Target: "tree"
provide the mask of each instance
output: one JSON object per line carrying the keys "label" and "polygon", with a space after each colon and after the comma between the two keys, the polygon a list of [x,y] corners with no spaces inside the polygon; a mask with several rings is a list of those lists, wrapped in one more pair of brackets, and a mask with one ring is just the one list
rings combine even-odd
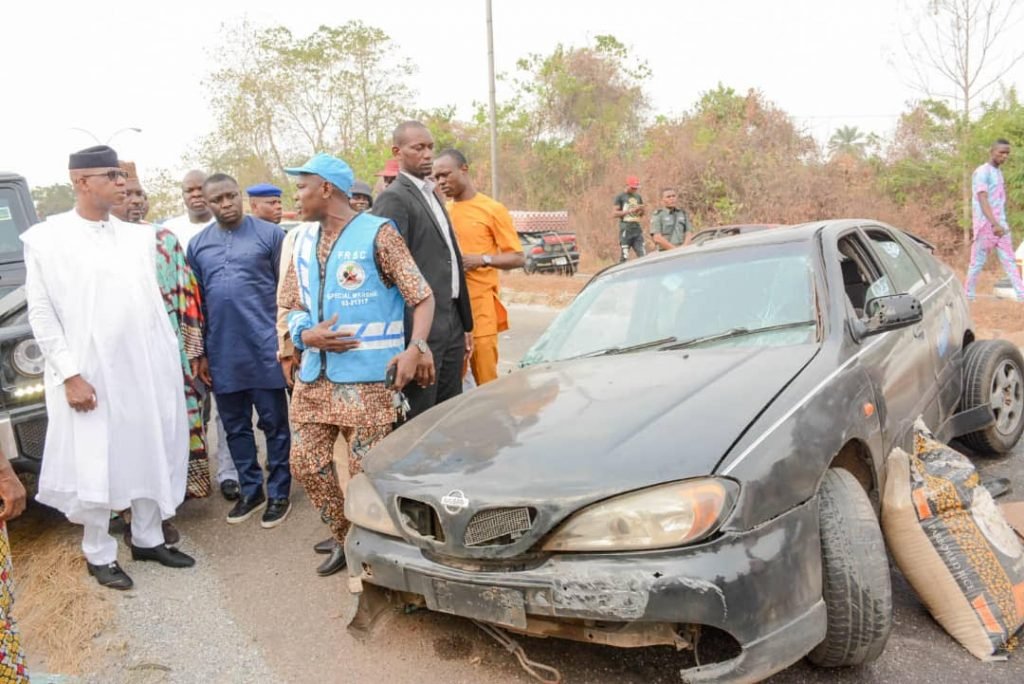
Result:
{"label": "tree", "polygon": [[54,183],[32,188],[36,210],[43,216],[70,211],[75,206],[75,192],[70,183]]}
{"label": "tree", "polygon": [[[970,230],[971,116],[990,89],[1021,59],[1024,47],[1005,44],[1020,21],[1016,0],[928,0],[924,17],[906,40],[915,85],[930,99],[949,100],[959,112],[960,186],[964,237]],[[1005,47],[1005,51],[1004,51]]]}
{"label": "tree", "polygon": [[[414,68],[378,28],[350,21],[295,36],[243,23],[230,33],[225,66],[206,82],[217,129],[202,147],[206,165],[239,180],[283,182],[285,166],[317,152],[374,157],[368,148],[389,144],[412,104]],[[364,177],[376,170],[356,168]]]}
{"label": "tree", "polygon": [[846,155],[861,159],[867,151],[868,139],[856,126],[837,128],[828,140],[828,153],[831,157]]}

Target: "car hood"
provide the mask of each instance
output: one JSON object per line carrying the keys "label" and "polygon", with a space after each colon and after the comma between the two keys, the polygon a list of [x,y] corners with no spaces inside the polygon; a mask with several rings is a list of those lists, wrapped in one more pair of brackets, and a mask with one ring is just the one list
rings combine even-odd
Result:
{"label": "car hood", "polygon": [[817,345],[705,348],[533,366],[449,400],[374,447],[387,496],[573,508],[708,475]]}

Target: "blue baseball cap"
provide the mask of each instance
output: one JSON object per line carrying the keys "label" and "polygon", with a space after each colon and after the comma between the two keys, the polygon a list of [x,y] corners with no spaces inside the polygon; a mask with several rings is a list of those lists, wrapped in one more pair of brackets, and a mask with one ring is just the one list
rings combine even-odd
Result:
{"label": "blue baseball cap", "polygon": [[281,188],[270,183],[257,183],[245,189],[245,194],[249,197],[280,197],[281,192]]}
{"label": "blue baseball cap", "polygon": [[324,152],[315,155],[302,166],[288,168],[284,172],[289,176],[302,174],[320,176],[346,195],[351,195],[352,181],[355,179],[355,174],[352,173],[348,164]]}

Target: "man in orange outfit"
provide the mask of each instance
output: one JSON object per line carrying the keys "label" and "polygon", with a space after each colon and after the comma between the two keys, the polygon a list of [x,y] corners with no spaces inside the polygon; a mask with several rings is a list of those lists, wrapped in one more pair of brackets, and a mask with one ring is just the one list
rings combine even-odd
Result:
{"label": "man in orange outfit", "polygon": [[442,152],[434,160],[434,178],[452,200],[448,215],[462,250],[473,309],[469,366],[482,385],[498,377],[498,333],[508,330],[508,313],[498,298],[498,269],[522,268],[523,246],[505,205],[473,187],[465,155],[454,149]]}

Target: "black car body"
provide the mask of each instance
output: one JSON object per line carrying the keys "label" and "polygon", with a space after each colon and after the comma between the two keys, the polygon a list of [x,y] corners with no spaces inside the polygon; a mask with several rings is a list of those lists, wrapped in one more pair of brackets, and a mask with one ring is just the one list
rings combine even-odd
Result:
{"label": "black car body", "polygon": [[[964,400],[979,357],[1018,376],[997,403]],[[1024,429],[1019,352],[974,341],[952,271],[872,221],[607,269],[524,364],[371,453],[350,589],[526,634],[726,644],[684,681],[877,657],[885,456],[918,416],[991,450]]]}
{"label": "black car body", "polygon": [[579,270],[580,252],[576,234],[568,231],[519,231],[527,273],[562,273]]}
{"label": "black car body", "polygon": [[758,233],[762,230],[768,230],[769,228],[776,227],[778,227],[777,223],[738,223],[735,225],[704,228],[693,234],[693,238],[690,240],[690,243],[694,245],[703,245],[705,242],[710,242],[711,240],[736,237],[737,235],[749,235],[750,233]]}
{"label": "black car body", "polygon": [[28,183],[0,172],[0,450],[18,472],[39,472],[46,437],[42,352],[25,303],[19,236],[36,222]]}

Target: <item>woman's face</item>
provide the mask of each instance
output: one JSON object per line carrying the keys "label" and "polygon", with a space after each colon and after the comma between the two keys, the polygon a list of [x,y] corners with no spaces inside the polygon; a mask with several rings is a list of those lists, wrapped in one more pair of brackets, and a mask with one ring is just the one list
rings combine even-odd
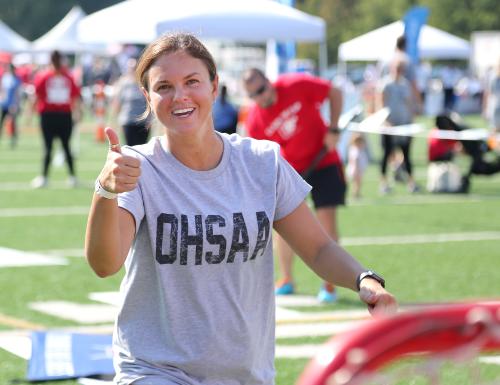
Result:
{"label": "woman's face", "polygon": [[213,129],[212,104],[218,80],[210,81],[203,61],[183,51],[165,54],[151,66],[148,76],[146,98],[169,133]]}

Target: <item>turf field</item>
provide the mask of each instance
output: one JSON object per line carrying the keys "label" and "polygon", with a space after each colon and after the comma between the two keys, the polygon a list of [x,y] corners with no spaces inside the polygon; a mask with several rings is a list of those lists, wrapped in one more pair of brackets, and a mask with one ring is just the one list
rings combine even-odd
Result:
{"label": "turf field", "polygon": [[[473,127],[484,125],[479,117],[468,119]],[[422,121],[429,124],[426,119]],[[93,123],[86,120],[80,127],[80,140],[74,143],[78,147],[76,168],[81,181],[76,189],[66,186],[64,165],[52,167],[48,188],[30,188],[29,182],[41,168],[42,148],[35,128],[22,128],[15,149],[9,147],[5,134],[2,137],[0,248],[62,256],[67,264],[0,266],[0,332],[80,327],[82,323],[78,320],[34,310],[31,304],[46,301],[94,304],[89,293],[118,289],[121,274],[97,278],[82,258],[93,181],[107,151],[105,144],[95,142],[92,129]],[[380,152],[378,139],[369,136],[375,160]],[[416,178],[424,187],[425,140],[416,139],[412,151]],[[465,164],[466,159],[460,162]],[[339,222],[341,243],[364,265],[386,278],[388,288],[403,306],[500,297],[500,174],[473,178],[467,195],[432,195],[425,191],[410,194],[406,186],[396,184],[391,195],[380,196],[378,167],[372,164],[365,176],[363,198],[349,199],[347,207],[340,210]],[[294,267],[299,294],[315,295],[319,280],[300,261]],[[306,306],[301,311],[361,308],[355,293],[340,289],[335,305]],[[279,337],[277,345],[318,344],[326,338]],[[306,362],[307,358],[278,358],[277,385],[293,384]],[[0,349],[0,385],[22,379],[25,371],[24,359]],[[500,366],[493,371],[500,375]]]}

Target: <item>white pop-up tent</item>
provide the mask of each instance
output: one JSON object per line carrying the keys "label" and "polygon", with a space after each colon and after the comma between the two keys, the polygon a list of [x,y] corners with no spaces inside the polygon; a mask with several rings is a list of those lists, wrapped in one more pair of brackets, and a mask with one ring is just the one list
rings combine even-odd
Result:
{"label": "white pop-up tent", "polygon": [[326,66],[325,21],[271,0],[126,0],[86,16],[78,27],[89,43],[147,44],[169,31],[252,43],[317,42]]}
{"label": "white pop-up tent", "polygon": [[49,52],[57,49],[65,53],[104,50],[103,44],[87,44],[78,38],[78,23],[85,16],[86,13],[79,6],[74,6],[50,31],[33,42],[32,50]]}
{"label": "white pop-up tent", "polygon": [[147,44],[168,31],[245,42],[325,40],[323,19],[271,0],[126,0],[85,17],[86,42]]}
{"label": "white pop-up tent", "polygon": [[29,50],[30,42],[10,29],[0,20],[0,51],[22,52]]}
{"label": "white pop-up tent", "polygon": [[[404,23],[395,21],[340,44],[338,58],[346,61],[379,61],[391,57],[396,39],[404,33]],[[470,44],[448,32],[422,26],[418,39],[422,59],[469,59]]]}

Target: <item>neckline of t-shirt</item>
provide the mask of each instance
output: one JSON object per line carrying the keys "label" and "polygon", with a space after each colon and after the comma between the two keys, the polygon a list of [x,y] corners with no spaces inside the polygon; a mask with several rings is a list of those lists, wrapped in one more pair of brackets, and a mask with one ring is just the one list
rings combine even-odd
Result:
{"label": "neckline of t-shirt", "polygon": [[190,178],[212,179],[218,177],[222,172],[224,172],[229,162],[229,156],[231,153],[231,145],[224,137],[224,135],[221,135],[218,132],[215,132],[215,134],[222,140],[222,158],[217,166],[215,166],[211,170],[206,171],[193,170],[192,168],[189,168],[188,166],[180,162],[167,148],[165,144],[166,138],[164,135],[160,136],[158,140],[160,142],[160,147],[163,150],[163,154],[165,155],[165,159],[169,163],[169,167],[172,167],[172,169],[176,170],[179,173],[185,174]]}

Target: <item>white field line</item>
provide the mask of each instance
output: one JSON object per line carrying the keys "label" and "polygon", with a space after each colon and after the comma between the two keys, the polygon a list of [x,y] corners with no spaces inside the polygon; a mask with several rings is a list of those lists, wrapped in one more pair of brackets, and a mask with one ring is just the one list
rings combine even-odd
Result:
{"label": "white field line", "polygon": [[342,246],[368,246],[496,240],[500,240],[500,231],[342,238],[340,243]]}
{"label": "white field line", "polygon": [[[87,180],[80,180],[80,185],[78,188],[90,189],[92,188],[93,182]],[[69,187],[68,183],[63,180],[51,181],[49,180],[48,189],[53,190],[73,190],[73,187]],[[30,182],[7,182],[0,183],[0,191],[32,191],[33,188]]]}
{"label": "white field line", "polygon": [[89,206],[8,208],[0,209],[0,218],[87,215],[89,209]]}
{"label": "white field line", "polygon": [[[471,241],[497,241],[500,240],[500,231],[482,231],[470,233],[448,234],[414,234],[414,235],[388,235],[379,237],[348,237],[342,238],[342,246],[371,246],[371,245],[406,245],[419,243],[445,243],[445,242],[471,242]],[[52,249],[36,250],[36,253],[55,257],[84,257],[83,249]],[[286,299],[283,300],[284,305]],[[312,302],[312,301],[311,301]],[[286,306],[286,305],[285,305]],[[308,306],[314,306],[309,303]]]}
{"label": "white field line", "polygon": [[38,250],[37,252],[54,257],[85,257],[84,249]]}
{"label": "white field line", "polygon": [[[85,162],[78,166],[78,171],[98,171],[102,168],[103,162]],[[20,174],[20,173],[30,173],[36,175],[40,172],[40,166],[38,164],[9,164],[8,167],[2,170],[2,174]]]}
{"label": "white field line", "polygon": [[462,204],[462,203],[482,203],[485,201],[499,201],[498,197],[485,196],[479,194],[470,195],[412,195],[412,196],[392,196],[387,200],[361,199],[350,200],[348,206],[373,206],[373,205],[436,205],[436,204]]}
{"label": "white field line", "polygon": [[80,324],[114,322],[118,314],[116,306],[80,304],[67,301],[32,302],[29,304],[29,307],[33,310]]}
{"label": "white field line", "polygon": [[31,337],[19,332],[3,332],[0,334],[0,348],[29,360],[31,358]]}
{"label": "white field line", "polygon": [[68,260],[63,257],[49,257],[42,253],[0,247],[0,268],[67,264]]}

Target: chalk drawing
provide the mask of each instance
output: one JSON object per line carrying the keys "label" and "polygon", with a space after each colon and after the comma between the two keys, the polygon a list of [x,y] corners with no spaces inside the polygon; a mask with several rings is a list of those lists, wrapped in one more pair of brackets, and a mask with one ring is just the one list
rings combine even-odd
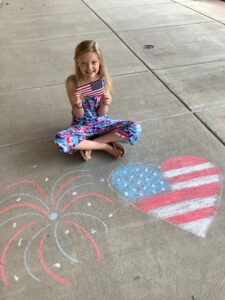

================================

_Instructions to follow_.
Copy every line of the records above that contains "item".

_Finished task_.
Target: <item>woman's face</item>
Target: <item>turf field</item>
Target: <item>white pop-up tent</item>
Target: <item>neckline of t-shirt</item>
Target: <item>white field line</item>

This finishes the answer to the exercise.